» **Textabschnitt**:

Abweisung eines Antrages auf Ausgleichszahlung wegen Haushaltszugehörigkeit der Kinder bei der Kindesmutter bzw. vorrangigem Anspruch der haushaltsführenden Kindesmutter (EuGH vom 22.10.2015, C-378/14 Tomislaw Trapkowski)

Entscheidungstext

IM NAMEN DER REPUBLIK

Das Bundesfinanzgericht hat durch den Richter Ri in der Beschwerdesache Bf. , über die Beschwerde vom gegen den Bescheid der belangten Behörde Finanzamt Hollabrunn Korneuburg Tulln vom , betreffend Abweisung des Antrages auf Gewährung der Ausgleichszahlung für die Kinder 1 und 2 im Zeitraum vom  bis zum , im Zeitraum vom bis zum , im Zeitraum vom bis zum  sowie ab dem bis laufend zu Recht erkannt: 

Die Beschwerde wird gemäß § 279 BAO als unbegründet abgewiesen.

Gegen dieses Erkenntnis ist eine Revision an den Verwaltungsgerichtshof nach Art. 133 Abs. 4 Bundes-Verfassungsgesetz (B-VG) nichtzulässig.

Entscheidungsgründe

Mit Eingabe vom stellte der die tschechische Staatsbürgerschaft besitzende, in der Tschechischen Republik wohnhafte und im Bundesgebiet seit Jänner 2011 erwerbstätige Bf. - mit dem Hinweis der überwiegenden Tragung des Unterhaltes - den Antrag auf Gewährung der Ausgleichszahlung für seine Söhne 1 und 2 im Zeitraum vom  bis zum , im Zeitraum vom bis zum , im Zeitraum vom bis zum  sowie ab dem bis laufend. Der Vollständigkeit halber ist anzuführen, dass - nach dem Inhalt des Antrages - die Kinder des Bf. in gemeinsamem, in der Tschechischen Republik befindlichem Haushalt mit der Kindesmutter wohnen, während der Wohnort des Bf. an einer anderen Adresse gelegen ist.

» **Aufgabe 1**: Seit wann ist der Bf. laut dem Textabschnitt im Bundesgebiet erwerbstätig?
» **Aufgabe 2**: Erläutern Sie anhand der Überschrift des Textabschnitts, aus welchem Grund der Antrag auf Ausgleichszahlung abgewiesen wurde.
» **Aufgabe 3**: Formulieren Sie im Textabschnitt alles von „Mit Eingabe vom“ bis hinunter zu „Adresse gelegen ist.“ neu und setzen Sie dabei „Kinder“ an die Stelle von „Söhne“.

» **Datensatz**:

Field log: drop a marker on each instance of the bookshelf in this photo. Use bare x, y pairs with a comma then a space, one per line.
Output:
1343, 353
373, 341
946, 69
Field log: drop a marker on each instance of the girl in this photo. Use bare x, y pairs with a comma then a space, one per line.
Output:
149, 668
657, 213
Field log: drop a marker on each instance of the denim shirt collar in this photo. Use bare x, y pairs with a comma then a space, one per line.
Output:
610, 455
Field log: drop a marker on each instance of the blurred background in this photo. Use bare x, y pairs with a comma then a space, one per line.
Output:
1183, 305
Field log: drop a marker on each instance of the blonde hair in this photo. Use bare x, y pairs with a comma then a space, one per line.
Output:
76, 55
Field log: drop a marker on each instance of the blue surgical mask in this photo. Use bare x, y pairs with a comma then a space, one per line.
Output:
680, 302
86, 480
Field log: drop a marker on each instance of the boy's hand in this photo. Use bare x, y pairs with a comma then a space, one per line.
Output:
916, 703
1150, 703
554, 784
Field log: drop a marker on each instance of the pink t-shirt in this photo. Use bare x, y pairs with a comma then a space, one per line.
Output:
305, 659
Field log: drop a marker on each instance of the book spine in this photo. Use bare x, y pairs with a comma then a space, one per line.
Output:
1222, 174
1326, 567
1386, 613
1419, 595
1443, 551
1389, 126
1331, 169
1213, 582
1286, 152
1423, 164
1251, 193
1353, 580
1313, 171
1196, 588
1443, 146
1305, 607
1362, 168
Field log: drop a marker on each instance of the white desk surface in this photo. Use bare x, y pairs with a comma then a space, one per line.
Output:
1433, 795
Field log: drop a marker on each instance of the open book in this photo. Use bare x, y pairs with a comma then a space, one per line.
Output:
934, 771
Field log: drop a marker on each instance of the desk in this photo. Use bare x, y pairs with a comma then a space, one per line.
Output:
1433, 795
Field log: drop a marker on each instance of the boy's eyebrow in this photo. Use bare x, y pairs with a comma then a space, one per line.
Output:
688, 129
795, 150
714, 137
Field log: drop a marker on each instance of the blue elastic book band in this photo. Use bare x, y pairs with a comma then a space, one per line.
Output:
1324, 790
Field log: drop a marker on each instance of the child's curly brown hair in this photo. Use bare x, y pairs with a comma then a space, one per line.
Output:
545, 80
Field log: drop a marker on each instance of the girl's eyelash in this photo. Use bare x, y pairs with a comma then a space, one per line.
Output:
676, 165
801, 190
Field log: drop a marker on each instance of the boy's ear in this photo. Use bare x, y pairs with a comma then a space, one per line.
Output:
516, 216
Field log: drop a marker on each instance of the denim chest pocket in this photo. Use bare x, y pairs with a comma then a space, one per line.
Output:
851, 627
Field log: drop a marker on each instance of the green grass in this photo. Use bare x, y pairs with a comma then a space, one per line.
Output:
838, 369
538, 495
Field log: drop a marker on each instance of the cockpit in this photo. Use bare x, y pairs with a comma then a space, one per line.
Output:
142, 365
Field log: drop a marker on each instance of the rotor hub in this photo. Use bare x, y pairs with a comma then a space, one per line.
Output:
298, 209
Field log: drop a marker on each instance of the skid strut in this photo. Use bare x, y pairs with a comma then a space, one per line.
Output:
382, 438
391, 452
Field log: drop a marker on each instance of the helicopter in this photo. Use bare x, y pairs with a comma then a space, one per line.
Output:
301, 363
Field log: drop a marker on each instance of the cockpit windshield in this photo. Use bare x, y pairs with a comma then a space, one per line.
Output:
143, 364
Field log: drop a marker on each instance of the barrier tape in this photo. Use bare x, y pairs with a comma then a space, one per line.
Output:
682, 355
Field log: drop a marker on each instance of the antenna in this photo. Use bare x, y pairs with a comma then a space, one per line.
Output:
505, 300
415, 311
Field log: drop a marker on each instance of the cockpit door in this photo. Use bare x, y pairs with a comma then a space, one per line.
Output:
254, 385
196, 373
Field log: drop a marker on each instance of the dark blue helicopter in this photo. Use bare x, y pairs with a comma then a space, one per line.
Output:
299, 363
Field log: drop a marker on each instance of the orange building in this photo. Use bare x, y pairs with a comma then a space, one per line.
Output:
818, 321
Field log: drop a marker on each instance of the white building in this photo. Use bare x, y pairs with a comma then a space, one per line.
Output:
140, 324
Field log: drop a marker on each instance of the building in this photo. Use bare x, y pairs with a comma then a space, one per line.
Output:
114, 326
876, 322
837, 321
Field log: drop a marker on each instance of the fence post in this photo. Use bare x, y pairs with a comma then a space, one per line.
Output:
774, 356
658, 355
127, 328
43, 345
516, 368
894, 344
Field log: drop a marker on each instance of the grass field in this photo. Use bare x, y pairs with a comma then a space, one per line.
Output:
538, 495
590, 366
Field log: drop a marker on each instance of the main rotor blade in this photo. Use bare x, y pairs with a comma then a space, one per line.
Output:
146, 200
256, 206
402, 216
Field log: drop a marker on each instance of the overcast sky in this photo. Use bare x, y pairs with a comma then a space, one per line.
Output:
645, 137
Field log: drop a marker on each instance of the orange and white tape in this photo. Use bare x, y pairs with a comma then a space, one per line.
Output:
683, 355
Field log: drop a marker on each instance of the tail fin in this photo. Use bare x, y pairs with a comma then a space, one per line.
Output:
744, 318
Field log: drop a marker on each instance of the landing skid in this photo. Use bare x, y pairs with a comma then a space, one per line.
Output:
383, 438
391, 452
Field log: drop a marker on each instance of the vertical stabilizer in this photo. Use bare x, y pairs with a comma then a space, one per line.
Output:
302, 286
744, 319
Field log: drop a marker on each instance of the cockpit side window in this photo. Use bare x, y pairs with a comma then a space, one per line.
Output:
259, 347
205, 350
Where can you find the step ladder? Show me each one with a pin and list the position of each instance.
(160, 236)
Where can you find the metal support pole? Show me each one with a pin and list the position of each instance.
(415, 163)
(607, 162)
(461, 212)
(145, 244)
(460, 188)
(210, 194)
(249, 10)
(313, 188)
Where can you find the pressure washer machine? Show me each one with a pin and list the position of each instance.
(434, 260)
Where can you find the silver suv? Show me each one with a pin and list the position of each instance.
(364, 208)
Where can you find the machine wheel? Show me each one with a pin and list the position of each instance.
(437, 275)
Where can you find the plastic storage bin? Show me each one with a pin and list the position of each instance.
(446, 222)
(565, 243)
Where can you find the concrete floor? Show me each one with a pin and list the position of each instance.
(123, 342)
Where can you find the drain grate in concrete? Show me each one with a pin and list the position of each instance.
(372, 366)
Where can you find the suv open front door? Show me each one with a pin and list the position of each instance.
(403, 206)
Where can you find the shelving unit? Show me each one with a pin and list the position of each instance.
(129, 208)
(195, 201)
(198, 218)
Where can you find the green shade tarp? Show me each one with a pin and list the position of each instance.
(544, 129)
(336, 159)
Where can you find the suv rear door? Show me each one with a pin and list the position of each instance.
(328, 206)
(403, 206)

» **Musterlösung 1**: Seit Jänner 2011.

» **Musterlösung 2**: Der Antrag wurde abgewiesen, weil die Kinder dem Haushalt der Kindesmutter angehören. Zudem hat die haushaltsführende Kindesmutter einen vorrangigen Anspruch.

» **Musterlösung 3**:
Mit Eingabe vom stellte der die tschechische Staatsbürgerschaft besitzende, in der Tschechischen Republik wohnhafte und im Bundesgebiet seit Jänner 2011 erwerbstätige Bf. - mit dem Hinweis der überwiegenden Tragung des Unterhaltes - den Antrag auf Gewährung der Ausgleichszahlung für seine Kinder 1 und 2 im Zeitraum vom  bis zum , im Zeitraum vom bis zum , im Zeitraum vom bis zum  sowie ab dem bis laufend. Der Vollständigkeit halber ist anzuführen, dass - nach dem Inhalt des Antrages - die Kinder des Bf. in gemeinsamem, in der Tschechischen Republik befindlichem Haushalt mit der Kindesmutter wohnen, während der Wohnort des Bf. an einer anderen Adresse gelegen ist.